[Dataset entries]
▽

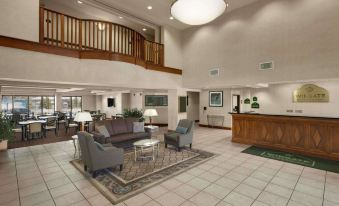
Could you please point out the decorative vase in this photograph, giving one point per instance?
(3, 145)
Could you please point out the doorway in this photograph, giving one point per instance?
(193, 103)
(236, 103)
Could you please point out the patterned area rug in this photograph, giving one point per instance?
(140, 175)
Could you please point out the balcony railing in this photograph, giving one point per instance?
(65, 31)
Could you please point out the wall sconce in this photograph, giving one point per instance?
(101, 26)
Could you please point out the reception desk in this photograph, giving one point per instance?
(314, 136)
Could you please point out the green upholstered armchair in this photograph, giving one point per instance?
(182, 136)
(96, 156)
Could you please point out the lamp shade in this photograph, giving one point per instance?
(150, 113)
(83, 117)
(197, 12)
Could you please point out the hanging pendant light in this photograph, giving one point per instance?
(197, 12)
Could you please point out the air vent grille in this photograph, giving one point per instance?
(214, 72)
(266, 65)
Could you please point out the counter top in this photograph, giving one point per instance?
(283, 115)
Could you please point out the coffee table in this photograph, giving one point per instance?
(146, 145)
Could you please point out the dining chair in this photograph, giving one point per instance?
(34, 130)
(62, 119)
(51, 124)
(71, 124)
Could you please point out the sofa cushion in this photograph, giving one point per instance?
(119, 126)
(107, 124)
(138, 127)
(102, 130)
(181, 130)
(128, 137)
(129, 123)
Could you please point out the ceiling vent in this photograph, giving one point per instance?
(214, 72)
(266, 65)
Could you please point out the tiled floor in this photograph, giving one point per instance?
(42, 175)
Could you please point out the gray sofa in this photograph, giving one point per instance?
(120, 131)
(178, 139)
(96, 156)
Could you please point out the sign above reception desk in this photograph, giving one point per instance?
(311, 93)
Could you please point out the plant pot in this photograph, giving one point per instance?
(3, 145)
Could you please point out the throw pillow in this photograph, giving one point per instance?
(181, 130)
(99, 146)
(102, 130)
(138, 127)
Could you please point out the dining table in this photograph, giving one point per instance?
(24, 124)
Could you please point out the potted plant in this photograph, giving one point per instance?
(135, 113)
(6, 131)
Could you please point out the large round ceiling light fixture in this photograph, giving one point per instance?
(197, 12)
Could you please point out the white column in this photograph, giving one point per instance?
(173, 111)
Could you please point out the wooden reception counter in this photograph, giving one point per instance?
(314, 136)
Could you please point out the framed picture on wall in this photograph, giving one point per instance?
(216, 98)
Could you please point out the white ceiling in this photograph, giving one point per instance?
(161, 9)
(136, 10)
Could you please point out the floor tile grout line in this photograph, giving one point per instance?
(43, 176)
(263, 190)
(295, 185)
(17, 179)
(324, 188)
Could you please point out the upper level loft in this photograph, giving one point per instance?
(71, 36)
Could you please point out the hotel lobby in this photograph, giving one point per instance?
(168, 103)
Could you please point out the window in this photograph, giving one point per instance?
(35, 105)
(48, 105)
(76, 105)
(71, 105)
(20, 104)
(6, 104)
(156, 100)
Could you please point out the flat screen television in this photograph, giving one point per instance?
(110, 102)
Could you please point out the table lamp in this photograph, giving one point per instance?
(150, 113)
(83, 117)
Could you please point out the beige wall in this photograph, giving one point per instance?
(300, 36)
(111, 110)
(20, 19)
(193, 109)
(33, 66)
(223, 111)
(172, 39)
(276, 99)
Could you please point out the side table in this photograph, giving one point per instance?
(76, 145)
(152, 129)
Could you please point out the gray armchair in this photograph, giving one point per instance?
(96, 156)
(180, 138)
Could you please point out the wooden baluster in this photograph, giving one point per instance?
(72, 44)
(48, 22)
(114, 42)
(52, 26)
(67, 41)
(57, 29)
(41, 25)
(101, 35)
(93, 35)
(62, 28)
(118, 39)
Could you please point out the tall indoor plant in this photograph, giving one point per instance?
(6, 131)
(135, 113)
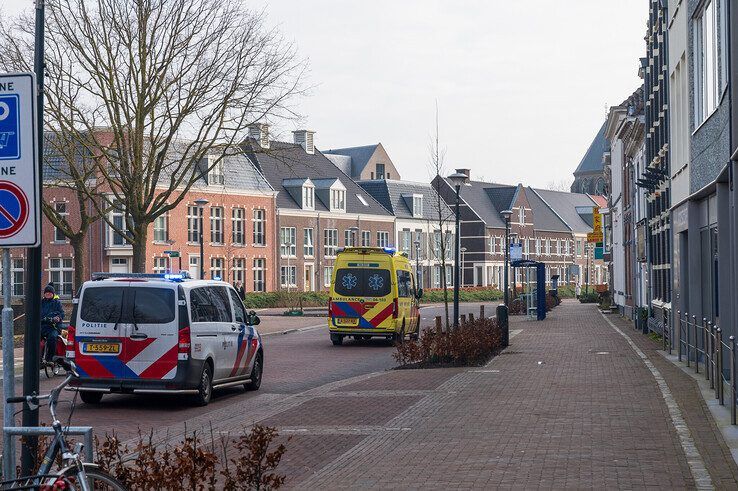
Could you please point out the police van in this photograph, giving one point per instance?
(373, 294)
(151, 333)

△

Could you reproduce the records above exactly, leaving out every picture?

▶ Written answer
Could you please point out the decorative vase in this photograph, giving one point per instance?
(3, 145)
Could you please point out the doorway in this photograph, giving one point per instance?
(193, 103)
(236, 103)
Could you please point out the patterned area rug in this photograph, giving one point per instance?
(140, 175)
Could you please point out the balcony railing in this photograph, giving one point per instance?
(65, 31)
Could you please point out the wall sconce in this photograph, giving one point per instance?
(101, 26)
Could you please point out the reception desk in this photograph, giving one point per instance?
(314, 136)
Could you please point out the green upholstered armchair in this photograph, giving one point per instance?
(182, 136)
(96, 156)
Could you please point out the lamp shade in this photograph, giving one point per instance?
(150, 113)
(83, 117)
(197, 12)
Could you please point out the hanging pendant light in this photograph, giving one point per instance?
(197, 12)
Could you please point out the air vent grille in this photograph, giving one point per instance?
(214, 72)
(266, 65)
Could you please point out the counter top in this photograph, giving one point per instance?
(283, 115)
Could you please point out the coffee table in this photograph, giving one point per instance?
(146, 145)
Could you please point out the dining chair in this photograph, giving one point per instance?
(34, 130)
(62, 119)
(51, 124)
(71, 124)
Could you please point out the sofa cushion in this photograph, giving one point per instance?
(119, 126)
(107, 124)
(138, 127)
(102, 130)
(181, 130)
(128, 137)
(129, 123)
Could you please point out the ceiling vent in this photograph, giving one point per instance?
(214, 72)
(266, 65)
Could you please point out the tiled floor in this photograph, giving one point per instance?
(42, 175)
Could you please point out the gray sofa in this photograph, giving one point per instance?
(120, 131)
(178, 139)
(96, 156)
Could you please point out the sign above reception desk in this photograph, giving one point per instance?
(311, 93)
Could you please point out the plant pot in this photograph, giving one point per instance?
(3, 145)
Could you please point out the throw pillow in this photograph, giving one point per instance?
(181, 130)
(99, 146)
(102, 130)
(138, 127)
Could you please point out the dining table in this photograph, giving one point per instance?
(24, 124)
Could you please point out the potted plant in this photograph, giving one point per instance?
(135, 113)
(6, 131)
Could you please point out the large round ceiling light fixture in this photograph, giving one point per instance?
(197, 12)
Could you please point out the white column in this photograph, giving one point per instance?
(173, 111)
Could you please point out the wooden reception counter in this photograph, giving one point per instance?
(314, 136)
Could you please point out the framed picture on wall in this photograph, giving one point per instance?
(216, 98)
Could you please point out the white ceiling in this photograph, giving one point per instance?
(161, 9)
(136, 10)
Could you please point out the floor tile grout line in this photograph, giving one point per instance?
(43, 176)
(263, 190)
(295, 185)
(17, 179)
(324, 188)
Could you please point out the upper level loft in this photograph, giving one point per instance?
(71, 36)
Could you please point out the hotel lobby in this photograph, giving one point per instance?
(168, 103)
Could you please point out the window in this photograph, giving one point per instance?
(35, 105)
(48, 105)
(76, 105)
(71, 105)
(20, 104)
(6, 104)
(156, 100)
Could you please point out the flat screen television in this photograph, giving one point per instance?
(110, 102)
Could you please point out the table lamp in this photograph, giving one point per instance?
(150, 113)
(83, 117)
Could you please point out the beige wall in this photograph, giving one point per instance?
(300, 36)
(111, 110)
(20, 19)
(193, 109)
(33, 66)
(223, 111)
(172, 39)
(276, 99)
Could you please point out the side table in this photograph, giving one point per instance?
(76, 145)
(152, 129)
Could you please point out the gray armchair in this photograph, giving one point per instance?
(96, 156)
(180, 138)
Could you please point out the wooden baluster in this photograph, giving one point per instance?
(72, 44)
(48, 22)
(114, 42)
(52, 26)
(67, 41)
(57, 29)
(41, 25)
(101, 35)
(93, 35)
(62, 28)
(118, 39)
Could you please point out the tall indoor plant in this photograph, giving one point per instance?
(6, 131)
(135, 113)
Could you please point out the police van in this photograph, giving one point per instance?
(373, 294)
(151, 333)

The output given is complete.